>>>

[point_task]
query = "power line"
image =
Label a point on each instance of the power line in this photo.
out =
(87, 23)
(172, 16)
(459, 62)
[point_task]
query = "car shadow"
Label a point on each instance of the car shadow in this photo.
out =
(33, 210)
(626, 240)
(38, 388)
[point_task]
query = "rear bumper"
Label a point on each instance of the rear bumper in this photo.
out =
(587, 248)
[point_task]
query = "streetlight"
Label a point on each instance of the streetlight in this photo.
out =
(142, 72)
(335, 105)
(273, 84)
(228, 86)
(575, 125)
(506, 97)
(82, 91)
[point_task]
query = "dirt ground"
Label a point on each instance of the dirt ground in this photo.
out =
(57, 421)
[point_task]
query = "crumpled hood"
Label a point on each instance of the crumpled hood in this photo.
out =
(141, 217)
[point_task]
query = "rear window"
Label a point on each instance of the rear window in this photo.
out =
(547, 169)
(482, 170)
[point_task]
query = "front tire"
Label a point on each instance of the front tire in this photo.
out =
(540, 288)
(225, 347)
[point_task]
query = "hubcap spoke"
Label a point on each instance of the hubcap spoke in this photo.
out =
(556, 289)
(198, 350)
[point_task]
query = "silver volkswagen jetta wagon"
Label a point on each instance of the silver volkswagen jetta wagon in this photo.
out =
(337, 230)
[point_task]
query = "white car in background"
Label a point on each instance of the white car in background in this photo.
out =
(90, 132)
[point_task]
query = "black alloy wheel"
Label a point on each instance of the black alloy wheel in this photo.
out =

<<<

Your assignment:
The answer should consist of all lines from the records above that hold the word "each".

Solution for this task:
Label a point on each instance of the power line in this photo.
Label a point on each instance of the car shadow in this photo.
Label a point on each instance of the rear bumper in this photo.
Label a point on each instance of the streetlight in this photo.
Label a point on each instance of the dirt ground in this photo.
Label a point on each instance of the crumpled hood in this photo.
Label a point on each instance of the rear window in this photo.
Label a point on each instance of the front tire in this photo.
Label a point on each instance of the hubcap spoke in this photo.
Label a point on each instance of the silver volkswagen jetta wagon in this photo.
Label a point on each instance of the white car in background in this photo.
Label a point on each instance of the black alloy wheel in this photo.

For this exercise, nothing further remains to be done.